**PASSAGE PROVIDED**
+++
For k=1,2… let Xk be independent and identically-distributed random variables with E(Xk)= $\mu$ and V(Xk)= $\sigma^2$ and let N be independent of the Xk with mean $\lambda$ and variance $\lambda^2$.
$$\sum_{k=0}^N Xk = T$$
By conditioning on N, find E(T).
My working was E($\sum_{k=0}^N Xk) = E(T)$
Then because they are independent you can swap the Expected value and the sum, so you get
$$\sum_{k=0}^N E(Xk) = T$$
So since E(Xk) =$\mu$ the answer should be N$\mu$?
But the answer is $\lambda$$\mu$ instead.
Please help! I think it is something to do with the fact that N is a random variable, but I am not sure where the $\lambda$ comes from
Best Answer
What you did was almost correct. However, you forgot that $N$ is a random a variable too, so $N\mu$ is not a result, but another random variable
Similar to what you did, let's find the conditional mean of $T$ given $N$, which is a random variable by itself, and reach your result:
$$E(T \mid N) = E(\sum_{k=0}^N X_k) = \sum_{k=0}^N E(X_k) = \sum_{k=0}^N \mu = N\mu$$
Now, by applying the law of total expectation:
$$E(T) = E(E(T \mid N)) = E(N\mu) = E(N)\mu = \lambda\mu $$
+++
**ITEMS**
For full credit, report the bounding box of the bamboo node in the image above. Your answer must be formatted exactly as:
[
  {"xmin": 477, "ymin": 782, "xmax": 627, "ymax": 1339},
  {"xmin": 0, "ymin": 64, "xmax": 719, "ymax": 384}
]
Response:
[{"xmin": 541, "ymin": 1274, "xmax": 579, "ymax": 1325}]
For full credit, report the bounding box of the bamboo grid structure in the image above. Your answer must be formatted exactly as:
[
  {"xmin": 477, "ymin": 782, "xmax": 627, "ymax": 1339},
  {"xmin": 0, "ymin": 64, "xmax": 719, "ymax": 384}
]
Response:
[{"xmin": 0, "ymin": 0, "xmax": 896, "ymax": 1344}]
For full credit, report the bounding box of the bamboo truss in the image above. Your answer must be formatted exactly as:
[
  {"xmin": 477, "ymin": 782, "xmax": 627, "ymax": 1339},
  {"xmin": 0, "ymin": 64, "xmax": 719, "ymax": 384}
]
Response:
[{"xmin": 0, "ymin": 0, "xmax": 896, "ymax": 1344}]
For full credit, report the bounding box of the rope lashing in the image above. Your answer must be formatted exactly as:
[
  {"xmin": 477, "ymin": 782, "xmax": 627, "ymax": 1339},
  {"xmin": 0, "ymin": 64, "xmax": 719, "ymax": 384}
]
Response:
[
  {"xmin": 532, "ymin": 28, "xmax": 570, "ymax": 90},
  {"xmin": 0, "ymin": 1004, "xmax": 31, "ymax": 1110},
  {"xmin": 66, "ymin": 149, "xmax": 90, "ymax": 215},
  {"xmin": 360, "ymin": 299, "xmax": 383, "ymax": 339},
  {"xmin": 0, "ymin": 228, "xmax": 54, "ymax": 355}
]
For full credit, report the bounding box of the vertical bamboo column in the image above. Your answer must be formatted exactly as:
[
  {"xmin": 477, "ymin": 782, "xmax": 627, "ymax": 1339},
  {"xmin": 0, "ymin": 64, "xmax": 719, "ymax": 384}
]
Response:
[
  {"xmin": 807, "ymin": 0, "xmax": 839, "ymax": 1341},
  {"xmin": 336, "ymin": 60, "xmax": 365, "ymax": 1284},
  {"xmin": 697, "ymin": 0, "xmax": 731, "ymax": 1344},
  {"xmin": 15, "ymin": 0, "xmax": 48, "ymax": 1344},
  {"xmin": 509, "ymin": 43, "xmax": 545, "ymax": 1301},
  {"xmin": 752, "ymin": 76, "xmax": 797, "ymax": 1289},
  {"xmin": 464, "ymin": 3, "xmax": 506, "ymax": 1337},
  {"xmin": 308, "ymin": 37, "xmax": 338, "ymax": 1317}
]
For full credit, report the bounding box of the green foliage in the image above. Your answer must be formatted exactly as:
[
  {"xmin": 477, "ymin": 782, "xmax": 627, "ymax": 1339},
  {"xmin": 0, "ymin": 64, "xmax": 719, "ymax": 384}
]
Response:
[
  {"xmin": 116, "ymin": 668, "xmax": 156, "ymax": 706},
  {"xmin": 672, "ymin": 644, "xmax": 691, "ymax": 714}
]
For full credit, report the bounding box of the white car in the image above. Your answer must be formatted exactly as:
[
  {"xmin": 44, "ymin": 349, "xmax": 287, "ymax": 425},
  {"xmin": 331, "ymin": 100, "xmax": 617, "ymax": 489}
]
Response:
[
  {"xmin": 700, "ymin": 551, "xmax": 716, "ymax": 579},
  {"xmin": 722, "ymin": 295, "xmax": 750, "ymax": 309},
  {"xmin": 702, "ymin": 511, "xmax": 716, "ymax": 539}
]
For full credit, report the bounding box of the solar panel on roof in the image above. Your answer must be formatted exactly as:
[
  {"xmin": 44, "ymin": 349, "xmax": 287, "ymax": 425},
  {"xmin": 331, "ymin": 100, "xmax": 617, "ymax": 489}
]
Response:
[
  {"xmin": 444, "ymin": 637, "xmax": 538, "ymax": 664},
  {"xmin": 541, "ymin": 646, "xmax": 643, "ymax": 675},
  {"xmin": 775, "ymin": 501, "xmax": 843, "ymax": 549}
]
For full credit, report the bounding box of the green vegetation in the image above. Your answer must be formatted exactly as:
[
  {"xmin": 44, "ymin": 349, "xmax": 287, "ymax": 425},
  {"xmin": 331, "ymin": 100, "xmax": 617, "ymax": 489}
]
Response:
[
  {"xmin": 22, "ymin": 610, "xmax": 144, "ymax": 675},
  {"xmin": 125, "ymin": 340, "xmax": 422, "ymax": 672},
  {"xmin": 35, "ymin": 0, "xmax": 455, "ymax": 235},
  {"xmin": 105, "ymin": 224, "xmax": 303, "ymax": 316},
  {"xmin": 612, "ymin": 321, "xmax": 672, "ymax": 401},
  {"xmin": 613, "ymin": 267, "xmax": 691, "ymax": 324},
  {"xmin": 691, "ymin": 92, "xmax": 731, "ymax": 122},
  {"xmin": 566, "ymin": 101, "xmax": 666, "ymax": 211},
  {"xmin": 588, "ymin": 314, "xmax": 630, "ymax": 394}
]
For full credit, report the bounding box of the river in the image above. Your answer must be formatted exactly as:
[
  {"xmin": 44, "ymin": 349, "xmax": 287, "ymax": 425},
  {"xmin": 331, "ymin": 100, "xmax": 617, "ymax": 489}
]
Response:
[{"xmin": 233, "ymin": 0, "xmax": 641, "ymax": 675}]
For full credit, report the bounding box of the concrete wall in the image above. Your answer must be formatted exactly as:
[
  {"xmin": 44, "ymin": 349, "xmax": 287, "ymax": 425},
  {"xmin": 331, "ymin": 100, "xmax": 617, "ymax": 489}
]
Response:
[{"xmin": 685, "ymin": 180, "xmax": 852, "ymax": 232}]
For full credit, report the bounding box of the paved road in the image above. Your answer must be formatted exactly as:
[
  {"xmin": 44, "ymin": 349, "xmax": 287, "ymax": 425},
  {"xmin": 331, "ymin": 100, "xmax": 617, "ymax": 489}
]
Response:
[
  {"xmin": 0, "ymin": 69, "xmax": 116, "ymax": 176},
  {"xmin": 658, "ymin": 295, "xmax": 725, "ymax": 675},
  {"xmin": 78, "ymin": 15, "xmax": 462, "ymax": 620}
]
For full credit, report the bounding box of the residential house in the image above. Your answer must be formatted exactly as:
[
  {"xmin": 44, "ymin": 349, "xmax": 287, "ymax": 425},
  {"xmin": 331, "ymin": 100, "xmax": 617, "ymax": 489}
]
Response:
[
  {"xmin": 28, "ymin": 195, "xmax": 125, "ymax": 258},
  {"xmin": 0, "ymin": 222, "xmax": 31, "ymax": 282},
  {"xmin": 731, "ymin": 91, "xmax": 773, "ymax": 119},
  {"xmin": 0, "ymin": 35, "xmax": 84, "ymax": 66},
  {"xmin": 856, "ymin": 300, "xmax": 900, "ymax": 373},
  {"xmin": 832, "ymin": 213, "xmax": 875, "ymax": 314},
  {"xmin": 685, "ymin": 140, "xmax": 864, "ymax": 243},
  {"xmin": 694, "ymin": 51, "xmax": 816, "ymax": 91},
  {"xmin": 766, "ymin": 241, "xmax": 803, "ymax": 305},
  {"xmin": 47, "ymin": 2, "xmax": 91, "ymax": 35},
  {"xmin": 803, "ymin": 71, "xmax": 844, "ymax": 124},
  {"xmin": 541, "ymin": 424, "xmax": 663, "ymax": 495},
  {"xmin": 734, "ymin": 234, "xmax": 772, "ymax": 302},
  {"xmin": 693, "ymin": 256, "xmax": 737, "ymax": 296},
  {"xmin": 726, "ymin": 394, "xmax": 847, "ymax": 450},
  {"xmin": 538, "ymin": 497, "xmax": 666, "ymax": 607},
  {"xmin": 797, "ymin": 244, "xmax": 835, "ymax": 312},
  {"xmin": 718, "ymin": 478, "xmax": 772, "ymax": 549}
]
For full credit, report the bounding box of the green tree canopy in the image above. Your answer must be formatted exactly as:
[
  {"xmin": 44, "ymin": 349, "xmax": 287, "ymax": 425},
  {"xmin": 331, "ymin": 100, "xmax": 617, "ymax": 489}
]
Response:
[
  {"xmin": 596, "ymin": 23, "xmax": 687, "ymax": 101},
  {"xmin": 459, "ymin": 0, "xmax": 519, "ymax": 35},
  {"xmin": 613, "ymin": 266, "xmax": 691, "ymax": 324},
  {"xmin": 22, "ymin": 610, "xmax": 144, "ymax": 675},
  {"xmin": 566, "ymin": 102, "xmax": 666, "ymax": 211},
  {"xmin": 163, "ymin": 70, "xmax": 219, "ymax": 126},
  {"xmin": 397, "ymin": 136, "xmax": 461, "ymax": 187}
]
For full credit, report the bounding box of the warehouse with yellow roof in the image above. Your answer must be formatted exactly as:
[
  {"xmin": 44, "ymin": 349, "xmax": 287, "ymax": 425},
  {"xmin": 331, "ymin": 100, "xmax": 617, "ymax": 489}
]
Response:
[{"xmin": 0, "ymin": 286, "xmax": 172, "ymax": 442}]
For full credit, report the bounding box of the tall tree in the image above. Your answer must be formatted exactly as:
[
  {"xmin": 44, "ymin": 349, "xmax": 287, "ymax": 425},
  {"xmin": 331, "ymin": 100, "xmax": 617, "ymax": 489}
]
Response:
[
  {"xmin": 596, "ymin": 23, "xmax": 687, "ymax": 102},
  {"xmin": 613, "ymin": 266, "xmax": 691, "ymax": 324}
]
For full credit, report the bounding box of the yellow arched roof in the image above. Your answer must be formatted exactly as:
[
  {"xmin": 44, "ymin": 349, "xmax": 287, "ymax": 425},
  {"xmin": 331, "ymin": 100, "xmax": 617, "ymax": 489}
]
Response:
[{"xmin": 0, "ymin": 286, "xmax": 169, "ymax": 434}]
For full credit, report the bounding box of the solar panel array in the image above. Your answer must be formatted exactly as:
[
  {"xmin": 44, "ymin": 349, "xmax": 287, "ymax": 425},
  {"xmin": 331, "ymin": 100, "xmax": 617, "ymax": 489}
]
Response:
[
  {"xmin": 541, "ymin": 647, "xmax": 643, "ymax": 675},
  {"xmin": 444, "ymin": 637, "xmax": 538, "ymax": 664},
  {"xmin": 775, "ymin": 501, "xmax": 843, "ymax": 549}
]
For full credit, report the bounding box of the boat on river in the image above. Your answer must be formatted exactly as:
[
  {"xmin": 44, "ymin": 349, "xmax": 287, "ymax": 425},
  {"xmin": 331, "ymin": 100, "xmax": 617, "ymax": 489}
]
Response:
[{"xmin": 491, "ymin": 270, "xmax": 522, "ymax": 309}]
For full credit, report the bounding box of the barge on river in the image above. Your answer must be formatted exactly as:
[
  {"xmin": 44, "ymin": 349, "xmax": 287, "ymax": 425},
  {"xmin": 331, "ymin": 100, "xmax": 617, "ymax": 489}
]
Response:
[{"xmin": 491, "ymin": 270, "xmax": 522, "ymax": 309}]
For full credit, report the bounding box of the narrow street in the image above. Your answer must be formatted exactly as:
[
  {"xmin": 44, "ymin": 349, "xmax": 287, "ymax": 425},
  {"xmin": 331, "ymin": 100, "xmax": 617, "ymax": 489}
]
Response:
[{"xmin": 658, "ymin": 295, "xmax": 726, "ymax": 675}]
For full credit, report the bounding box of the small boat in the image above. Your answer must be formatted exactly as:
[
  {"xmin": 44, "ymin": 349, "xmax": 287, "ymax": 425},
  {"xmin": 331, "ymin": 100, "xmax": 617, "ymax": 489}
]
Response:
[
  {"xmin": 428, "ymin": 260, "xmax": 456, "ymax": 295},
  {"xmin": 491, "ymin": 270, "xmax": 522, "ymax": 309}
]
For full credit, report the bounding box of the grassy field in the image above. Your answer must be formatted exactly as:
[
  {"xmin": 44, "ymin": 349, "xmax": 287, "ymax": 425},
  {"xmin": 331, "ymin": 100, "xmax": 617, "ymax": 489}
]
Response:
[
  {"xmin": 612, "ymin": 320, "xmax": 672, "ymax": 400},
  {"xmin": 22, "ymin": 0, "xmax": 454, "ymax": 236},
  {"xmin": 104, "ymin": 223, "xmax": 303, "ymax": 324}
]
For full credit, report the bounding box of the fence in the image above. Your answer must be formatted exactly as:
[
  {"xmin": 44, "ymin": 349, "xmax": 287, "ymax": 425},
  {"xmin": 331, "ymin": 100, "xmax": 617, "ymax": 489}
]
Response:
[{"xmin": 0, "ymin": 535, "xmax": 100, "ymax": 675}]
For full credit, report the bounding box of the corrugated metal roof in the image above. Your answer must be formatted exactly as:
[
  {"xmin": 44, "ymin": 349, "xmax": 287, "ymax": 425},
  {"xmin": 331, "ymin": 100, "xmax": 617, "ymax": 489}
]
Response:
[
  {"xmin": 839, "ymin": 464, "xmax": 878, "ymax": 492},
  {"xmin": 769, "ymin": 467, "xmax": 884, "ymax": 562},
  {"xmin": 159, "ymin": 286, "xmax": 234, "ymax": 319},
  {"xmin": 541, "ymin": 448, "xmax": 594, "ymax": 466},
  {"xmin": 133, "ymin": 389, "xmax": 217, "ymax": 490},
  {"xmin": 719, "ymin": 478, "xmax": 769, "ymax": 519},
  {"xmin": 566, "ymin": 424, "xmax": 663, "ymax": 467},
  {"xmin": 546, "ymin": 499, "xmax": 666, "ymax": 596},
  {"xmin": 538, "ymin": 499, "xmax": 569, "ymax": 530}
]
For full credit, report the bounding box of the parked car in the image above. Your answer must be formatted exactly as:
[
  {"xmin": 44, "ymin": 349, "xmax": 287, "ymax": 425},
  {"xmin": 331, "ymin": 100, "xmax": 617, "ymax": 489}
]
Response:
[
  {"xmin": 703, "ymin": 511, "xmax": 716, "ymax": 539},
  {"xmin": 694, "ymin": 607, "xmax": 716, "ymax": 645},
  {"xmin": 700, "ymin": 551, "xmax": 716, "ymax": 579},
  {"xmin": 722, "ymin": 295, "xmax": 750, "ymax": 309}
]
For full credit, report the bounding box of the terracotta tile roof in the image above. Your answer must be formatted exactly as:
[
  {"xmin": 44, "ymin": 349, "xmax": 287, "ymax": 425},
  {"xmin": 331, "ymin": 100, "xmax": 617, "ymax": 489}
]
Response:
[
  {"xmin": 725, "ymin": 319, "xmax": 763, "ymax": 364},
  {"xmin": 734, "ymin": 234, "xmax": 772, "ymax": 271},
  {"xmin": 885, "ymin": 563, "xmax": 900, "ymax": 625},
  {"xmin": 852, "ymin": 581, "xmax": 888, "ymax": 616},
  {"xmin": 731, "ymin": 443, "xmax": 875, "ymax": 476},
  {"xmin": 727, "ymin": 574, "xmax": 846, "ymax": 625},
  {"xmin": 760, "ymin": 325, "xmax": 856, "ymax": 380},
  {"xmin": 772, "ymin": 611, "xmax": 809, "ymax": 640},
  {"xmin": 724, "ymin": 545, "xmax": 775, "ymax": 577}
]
+++
**OBJECTIVE**
In the forum thread, which law does the best answer apply to find E(T)? Rely only on the forum thread, not on the lines.

**RESPONSE FOR THIS EXERCISE**
The law of total expectation.